Nestlé Waters is once again under intense public scrutiny after three environmental groups filed a lawsuit in federal court alleging that Nestlé is illegally extracting water from a creek in the San Bernardino National Forest with a permit that expired in 1988. The lawsuit itself is leveled against the U.S. Forest Service for allowing Nestlé to pipe the aforementioned water out of the national forest for several years.
This isn’t the first time Nestlé’s business practices have been scrutinized during California’s historic drought. As citizens in California drastically reduce water consumption and usage to combat the prolonged period of inadequate rainfall, Nestlé continues to bottle water in California parks and springs unabated. Nestlé bottled 705 million gallons of water from California alone last year under their Arrowhead 100% Mountain Spring Water label.

WHAT YOU NEED TO DO
Copy out the passage on Nestlé's water extraction in California word for word, in its entirety.

AVAILABLE DATA

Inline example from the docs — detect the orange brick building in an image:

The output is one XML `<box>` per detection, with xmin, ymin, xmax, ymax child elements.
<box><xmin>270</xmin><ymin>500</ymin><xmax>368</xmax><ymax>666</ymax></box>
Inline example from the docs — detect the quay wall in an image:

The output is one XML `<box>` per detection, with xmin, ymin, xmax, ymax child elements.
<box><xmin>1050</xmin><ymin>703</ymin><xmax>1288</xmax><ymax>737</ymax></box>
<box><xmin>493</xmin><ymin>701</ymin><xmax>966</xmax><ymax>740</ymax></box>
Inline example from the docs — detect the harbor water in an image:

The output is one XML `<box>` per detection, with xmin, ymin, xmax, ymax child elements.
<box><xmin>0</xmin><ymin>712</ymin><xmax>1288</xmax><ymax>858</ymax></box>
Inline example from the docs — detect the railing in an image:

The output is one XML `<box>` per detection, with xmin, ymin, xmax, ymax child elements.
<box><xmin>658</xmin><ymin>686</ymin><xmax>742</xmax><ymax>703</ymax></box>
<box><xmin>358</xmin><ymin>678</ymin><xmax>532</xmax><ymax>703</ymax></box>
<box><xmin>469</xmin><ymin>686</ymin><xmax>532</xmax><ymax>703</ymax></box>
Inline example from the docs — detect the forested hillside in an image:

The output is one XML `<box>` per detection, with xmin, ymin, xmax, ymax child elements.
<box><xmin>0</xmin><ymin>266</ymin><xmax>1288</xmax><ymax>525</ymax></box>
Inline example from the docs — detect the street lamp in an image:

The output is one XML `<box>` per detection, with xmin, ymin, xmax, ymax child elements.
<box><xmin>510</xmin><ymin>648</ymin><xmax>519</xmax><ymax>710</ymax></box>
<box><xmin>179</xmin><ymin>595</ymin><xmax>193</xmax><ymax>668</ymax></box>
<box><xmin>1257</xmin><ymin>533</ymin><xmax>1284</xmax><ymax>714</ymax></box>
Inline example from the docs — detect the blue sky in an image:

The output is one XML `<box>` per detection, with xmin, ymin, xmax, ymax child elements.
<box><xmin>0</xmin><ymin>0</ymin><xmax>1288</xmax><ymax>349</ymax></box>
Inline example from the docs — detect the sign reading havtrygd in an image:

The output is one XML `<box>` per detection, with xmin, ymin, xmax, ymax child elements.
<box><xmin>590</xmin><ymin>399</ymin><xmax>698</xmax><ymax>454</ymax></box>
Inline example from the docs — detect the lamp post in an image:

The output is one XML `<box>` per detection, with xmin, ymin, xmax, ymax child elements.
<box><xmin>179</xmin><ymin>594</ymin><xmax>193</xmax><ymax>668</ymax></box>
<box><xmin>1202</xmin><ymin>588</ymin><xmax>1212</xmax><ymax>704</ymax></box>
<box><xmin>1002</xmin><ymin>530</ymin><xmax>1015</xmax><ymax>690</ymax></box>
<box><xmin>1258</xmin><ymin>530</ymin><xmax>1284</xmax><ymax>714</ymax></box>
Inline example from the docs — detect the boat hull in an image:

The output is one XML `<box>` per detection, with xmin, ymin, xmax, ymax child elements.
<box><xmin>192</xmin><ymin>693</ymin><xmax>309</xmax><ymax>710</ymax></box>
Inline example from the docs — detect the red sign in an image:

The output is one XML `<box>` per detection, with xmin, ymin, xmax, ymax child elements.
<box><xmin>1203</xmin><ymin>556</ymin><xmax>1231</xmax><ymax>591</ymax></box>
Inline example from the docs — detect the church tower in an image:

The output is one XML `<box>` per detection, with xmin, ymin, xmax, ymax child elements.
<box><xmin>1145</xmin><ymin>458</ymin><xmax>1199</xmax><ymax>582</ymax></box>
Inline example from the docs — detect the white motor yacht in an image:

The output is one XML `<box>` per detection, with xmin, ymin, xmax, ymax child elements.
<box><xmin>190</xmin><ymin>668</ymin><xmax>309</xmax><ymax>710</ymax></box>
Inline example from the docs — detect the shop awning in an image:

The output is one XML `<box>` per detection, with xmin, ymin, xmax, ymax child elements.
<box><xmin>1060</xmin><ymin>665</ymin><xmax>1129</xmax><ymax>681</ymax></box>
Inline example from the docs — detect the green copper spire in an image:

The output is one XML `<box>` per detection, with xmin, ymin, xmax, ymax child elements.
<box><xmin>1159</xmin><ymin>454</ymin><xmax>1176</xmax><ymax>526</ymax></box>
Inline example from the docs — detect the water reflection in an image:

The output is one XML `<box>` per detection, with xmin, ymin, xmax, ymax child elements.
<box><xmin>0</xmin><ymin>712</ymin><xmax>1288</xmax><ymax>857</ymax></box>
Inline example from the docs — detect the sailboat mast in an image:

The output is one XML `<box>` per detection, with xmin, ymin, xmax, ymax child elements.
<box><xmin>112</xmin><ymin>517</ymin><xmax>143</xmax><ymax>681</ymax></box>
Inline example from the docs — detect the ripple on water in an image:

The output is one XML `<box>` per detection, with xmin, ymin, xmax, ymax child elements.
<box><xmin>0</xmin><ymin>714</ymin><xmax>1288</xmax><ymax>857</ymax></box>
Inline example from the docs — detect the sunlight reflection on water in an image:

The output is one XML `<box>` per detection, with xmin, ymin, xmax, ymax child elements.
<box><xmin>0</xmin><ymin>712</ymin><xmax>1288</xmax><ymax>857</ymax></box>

SOLVED EXERCISE
Nestlé Waters is once again under intense public scrutiny after three environmental groups filed a lawsuit in federal court alleging that Nestlé is illegally extracting water from a creek in the San Bernardino National Forest with a permit that expired in 1988. The lawsuit itself is leveled against the U.S. Forest Service for allowing Nestlé to pipe the aforementioned water out of the national forest for several years.
This isn’t the first time Nestlé’s business practices have been scrutinized during California’s historic drought. As citizens in California drastically reduce water consumption and usage to combat the prolonged period of inadequate rainfall, Nestlé continues to bottle water in California parks and springs unabated. Nestlé bottled 705 million gallons of water from California alone last year under their Arrowhead 100% Mountain Spring Water label.